→ What the exercise asks:
Nothing but the lines from the one containing "of the long" through the last line of the entries should appear in the output, each verbatim.

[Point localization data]
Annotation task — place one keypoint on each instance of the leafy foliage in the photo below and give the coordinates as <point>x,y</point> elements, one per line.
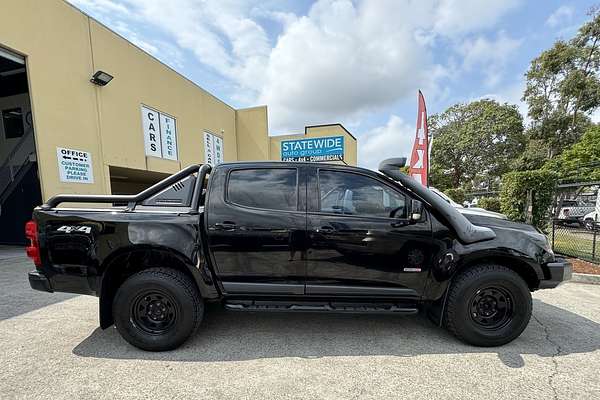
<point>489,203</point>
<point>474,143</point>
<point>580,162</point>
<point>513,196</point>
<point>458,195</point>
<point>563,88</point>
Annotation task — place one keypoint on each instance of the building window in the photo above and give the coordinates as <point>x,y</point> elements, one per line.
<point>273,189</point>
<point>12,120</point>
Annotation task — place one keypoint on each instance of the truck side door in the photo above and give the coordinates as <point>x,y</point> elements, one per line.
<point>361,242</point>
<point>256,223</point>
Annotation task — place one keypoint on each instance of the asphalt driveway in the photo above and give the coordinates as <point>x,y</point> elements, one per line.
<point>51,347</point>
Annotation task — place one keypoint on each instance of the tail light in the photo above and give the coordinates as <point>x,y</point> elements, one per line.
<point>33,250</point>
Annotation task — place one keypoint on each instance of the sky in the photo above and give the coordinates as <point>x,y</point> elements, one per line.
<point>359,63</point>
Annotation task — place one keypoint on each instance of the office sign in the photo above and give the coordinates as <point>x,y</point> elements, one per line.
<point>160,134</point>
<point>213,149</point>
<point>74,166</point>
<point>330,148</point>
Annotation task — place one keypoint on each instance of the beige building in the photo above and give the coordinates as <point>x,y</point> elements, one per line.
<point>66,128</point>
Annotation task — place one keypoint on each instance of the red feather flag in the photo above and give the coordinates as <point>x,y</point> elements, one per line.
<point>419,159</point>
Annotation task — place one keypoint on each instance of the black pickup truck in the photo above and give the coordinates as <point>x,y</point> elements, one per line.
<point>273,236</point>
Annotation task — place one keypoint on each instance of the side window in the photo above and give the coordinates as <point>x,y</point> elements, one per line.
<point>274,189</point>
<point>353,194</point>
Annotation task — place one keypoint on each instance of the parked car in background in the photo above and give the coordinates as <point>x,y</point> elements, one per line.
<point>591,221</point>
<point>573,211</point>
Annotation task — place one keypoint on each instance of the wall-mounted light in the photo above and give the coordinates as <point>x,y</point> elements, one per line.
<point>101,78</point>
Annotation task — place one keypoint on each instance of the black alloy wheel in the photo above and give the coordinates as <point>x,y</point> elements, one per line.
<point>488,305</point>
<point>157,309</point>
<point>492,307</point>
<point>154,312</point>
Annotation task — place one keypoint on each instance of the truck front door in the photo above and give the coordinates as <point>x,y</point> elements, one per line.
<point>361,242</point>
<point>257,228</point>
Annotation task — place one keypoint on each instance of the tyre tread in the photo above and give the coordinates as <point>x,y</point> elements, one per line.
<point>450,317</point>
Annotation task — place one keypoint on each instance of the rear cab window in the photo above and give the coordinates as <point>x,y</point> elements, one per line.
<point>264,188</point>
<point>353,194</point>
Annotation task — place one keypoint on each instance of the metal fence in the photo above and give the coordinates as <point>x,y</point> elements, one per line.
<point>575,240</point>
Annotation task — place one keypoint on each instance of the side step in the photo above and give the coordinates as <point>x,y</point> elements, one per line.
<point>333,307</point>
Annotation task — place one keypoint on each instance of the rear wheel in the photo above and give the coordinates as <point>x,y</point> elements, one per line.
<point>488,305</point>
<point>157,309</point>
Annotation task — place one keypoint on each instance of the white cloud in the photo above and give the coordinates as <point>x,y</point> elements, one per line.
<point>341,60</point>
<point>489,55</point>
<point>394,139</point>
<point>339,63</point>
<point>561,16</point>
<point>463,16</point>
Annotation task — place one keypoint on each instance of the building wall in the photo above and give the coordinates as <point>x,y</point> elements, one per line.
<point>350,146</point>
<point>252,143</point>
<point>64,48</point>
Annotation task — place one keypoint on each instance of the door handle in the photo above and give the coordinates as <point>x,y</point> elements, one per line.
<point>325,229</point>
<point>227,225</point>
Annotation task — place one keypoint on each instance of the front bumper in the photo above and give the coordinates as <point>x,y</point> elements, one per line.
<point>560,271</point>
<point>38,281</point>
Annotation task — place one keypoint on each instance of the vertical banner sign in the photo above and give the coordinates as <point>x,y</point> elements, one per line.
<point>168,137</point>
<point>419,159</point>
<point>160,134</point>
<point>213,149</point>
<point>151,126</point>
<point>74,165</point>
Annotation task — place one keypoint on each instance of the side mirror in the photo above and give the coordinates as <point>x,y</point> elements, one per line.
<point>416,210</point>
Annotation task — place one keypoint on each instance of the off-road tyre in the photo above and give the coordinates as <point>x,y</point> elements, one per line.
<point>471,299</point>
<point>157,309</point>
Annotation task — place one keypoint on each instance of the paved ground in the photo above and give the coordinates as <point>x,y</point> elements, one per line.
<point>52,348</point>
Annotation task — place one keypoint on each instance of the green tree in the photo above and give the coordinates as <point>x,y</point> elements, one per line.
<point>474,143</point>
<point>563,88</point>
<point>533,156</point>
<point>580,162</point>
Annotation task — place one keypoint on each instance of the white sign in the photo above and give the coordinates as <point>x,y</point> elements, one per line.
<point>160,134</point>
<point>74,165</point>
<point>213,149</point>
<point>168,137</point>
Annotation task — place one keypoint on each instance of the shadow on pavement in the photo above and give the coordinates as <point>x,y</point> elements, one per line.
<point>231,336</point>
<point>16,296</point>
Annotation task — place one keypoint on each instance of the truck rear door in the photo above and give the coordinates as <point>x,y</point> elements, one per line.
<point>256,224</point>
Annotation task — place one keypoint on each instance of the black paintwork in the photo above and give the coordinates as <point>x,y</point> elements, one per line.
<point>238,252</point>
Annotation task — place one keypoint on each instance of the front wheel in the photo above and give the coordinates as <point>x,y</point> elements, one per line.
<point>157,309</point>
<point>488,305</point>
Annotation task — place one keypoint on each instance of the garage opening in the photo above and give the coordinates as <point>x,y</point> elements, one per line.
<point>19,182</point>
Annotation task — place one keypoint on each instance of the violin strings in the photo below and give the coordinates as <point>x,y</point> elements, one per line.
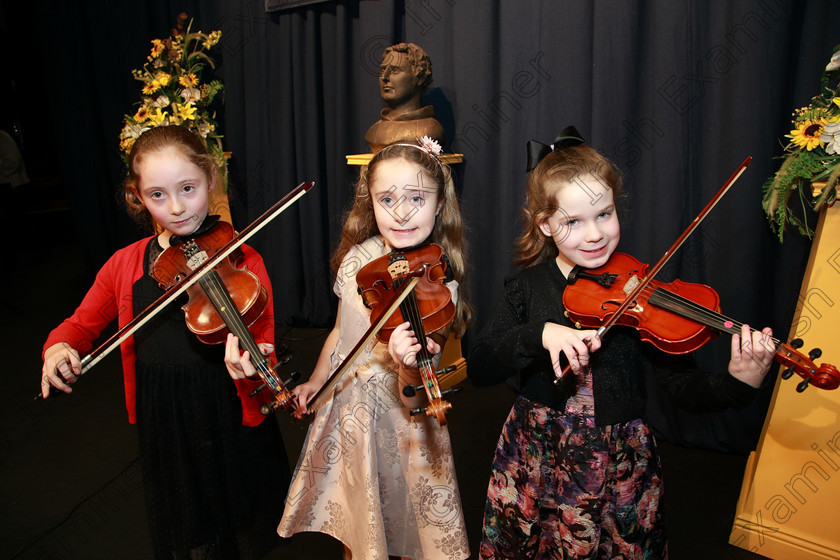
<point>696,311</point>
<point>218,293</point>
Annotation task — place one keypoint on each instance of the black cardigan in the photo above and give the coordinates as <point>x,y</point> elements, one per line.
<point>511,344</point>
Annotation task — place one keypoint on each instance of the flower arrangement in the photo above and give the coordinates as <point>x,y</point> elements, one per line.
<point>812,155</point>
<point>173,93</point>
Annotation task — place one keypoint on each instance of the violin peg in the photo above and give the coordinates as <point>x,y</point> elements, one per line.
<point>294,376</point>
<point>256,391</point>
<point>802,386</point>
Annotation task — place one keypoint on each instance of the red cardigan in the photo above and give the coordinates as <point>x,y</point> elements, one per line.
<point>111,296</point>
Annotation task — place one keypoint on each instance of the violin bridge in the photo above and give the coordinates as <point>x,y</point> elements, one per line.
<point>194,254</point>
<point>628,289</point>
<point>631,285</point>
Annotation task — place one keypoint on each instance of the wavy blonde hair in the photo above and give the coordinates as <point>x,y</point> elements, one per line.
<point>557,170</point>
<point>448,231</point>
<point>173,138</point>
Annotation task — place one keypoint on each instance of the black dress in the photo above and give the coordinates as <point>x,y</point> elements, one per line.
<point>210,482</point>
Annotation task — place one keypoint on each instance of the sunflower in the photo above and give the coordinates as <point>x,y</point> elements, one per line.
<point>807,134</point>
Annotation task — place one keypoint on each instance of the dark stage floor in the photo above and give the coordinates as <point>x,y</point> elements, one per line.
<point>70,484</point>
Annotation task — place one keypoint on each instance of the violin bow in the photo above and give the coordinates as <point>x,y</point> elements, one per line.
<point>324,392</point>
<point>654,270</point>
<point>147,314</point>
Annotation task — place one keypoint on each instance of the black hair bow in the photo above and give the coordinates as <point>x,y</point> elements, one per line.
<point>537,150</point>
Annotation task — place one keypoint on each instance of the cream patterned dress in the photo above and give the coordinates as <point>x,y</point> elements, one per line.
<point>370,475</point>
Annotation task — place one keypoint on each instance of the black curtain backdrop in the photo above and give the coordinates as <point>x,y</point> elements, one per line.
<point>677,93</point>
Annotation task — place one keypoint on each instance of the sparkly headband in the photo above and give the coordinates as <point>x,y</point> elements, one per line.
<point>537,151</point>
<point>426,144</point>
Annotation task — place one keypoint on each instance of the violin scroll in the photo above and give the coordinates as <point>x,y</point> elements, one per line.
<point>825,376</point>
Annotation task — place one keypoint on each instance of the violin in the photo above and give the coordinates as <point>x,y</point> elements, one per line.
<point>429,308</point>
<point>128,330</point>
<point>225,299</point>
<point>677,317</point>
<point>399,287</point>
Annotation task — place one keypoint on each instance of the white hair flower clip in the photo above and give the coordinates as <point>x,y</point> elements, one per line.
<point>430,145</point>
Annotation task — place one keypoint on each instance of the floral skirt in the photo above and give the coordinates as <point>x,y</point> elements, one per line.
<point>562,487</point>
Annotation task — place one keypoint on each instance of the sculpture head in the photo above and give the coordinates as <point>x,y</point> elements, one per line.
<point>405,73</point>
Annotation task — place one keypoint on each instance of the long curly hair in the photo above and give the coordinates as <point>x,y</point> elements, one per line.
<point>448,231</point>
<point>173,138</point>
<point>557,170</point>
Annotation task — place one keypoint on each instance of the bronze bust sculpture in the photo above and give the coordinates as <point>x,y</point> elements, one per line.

→ Exercise result:
Annotation task — place one keypoint on each instance of the long curly hair in the photo above and give the coordinates as <point>x,y</point> elements, one per line.
<point>448,231</point>
<point>173,138</point>
<point>557,170</point>
Annotation task — place one keypoint on each instance of the bronze bust sculpture in the photo above and give the coordinates as <point>x,y</point> elements, one per line.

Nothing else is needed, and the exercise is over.